(Stored records)
↓↓↓

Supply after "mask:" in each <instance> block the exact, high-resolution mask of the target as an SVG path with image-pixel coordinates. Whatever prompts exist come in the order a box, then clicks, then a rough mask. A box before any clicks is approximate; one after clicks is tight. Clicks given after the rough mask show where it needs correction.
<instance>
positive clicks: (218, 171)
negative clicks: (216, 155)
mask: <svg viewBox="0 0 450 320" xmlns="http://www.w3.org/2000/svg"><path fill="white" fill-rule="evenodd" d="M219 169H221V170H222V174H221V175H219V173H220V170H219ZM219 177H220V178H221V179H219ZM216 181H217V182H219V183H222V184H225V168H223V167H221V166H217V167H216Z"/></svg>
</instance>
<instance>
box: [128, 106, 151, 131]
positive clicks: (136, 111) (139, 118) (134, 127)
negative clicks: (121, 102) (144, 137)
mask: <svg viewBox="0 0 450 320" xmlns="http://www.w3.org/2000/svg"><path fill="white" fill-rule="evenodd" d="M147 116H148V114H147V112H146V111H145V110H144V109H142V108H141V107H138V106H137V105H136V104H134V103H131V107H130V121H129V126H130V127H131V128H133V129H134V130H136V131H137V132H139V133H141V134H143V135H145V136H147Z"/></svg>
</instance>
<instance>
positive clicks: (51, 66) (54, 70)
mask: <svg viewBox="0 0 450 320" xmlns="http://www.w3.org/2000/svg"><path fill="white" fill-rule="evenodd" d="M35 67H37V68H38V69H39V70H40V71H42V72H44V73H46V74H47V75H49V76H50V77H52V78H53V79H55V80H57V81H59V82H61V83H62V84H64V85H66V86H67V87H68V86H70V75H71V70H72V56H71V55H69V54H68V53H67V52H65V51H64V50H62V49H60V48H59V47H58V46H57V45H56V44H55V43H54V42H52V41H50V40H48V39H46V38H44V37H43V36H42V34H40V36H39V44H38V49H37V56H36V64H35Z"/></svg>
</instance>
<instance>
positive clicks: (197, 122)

↑↑↑

What to work on:
Copy the records out again word for word.

Exercise output:
Supply after "mask:" in each <instance> block the exact, high-resolution mask of the target as an SVG path with image-pixel coordinates. Whatever prompts exist come in the order a box, then clicks, then a rough mask. A box before any clicks is approximate; one after clicks is tight. Clicks given after the rough mask show where it needs correction.
<instance>
positive clicks: (218, 171)
negative clicks: (216, 155)
mask: <svg viewBox="0 0 450 320" xmlns="http://www.w3.org/2000/svg"><path fill="white" fill-rule="evenodd" d="M219 169H221V170H222V174H221V175H219V173H220V170H219ZM219 177H220V178H221V179H219ZM216 181H217V182H219V183H222V184H225V168H223V167H221V166H217V167H216Z"/></svg>
</instance>
<instance>
box: [128, 106, 151, 131]
positive clicks: (136, 111) (139, 118) (134, 127)
negative clicks: (121, 102) (144, 137)
mask: <svg viewBox="0 0 450 320" xmlns="http://www.w3.org/2000/svg"><path fill="white" fill-rule="evenodd" d="M147 116H148V114H147V112H146V111H145V110H144V109H142V108H141V107H138V106H137V105H136V104H134V103H131V107H130V121H129V126H130V127H131V128H133V129H134V130H136V131H137V132H139V133H141V134H143V135H145V136H147Z"/></svg>
</instance>
<instance>
positive clicks: (51, 66) (54, 70)
mask: <svg viewBox="0 0 450 320" xmlns="http://www.w3.org/2000/svg"><path fill="white" fill-rule="evenodd" d="M35 67H37V68H38V69H39V70H40V71H42V72H44V73H46V74H47V75H49V76H50V77H52V78H53V79H55V80H57V81H59V82H61V83H62V84H64V85H66V86H67V87H68V86H70V75H71V70H72V56H71V55H69V54H68V53H67V52H65V51H64V50H62V49H60V48H59V47H58V46H57V45H56V44H55V43H54V42H52V41H50V40H48V39H46V38H44V37H43V36H42V34H40V36H39V44H38V49H37V56H36V64H35Z"/></svg>
</instance>
<instance>
positive clicks: (197, 122)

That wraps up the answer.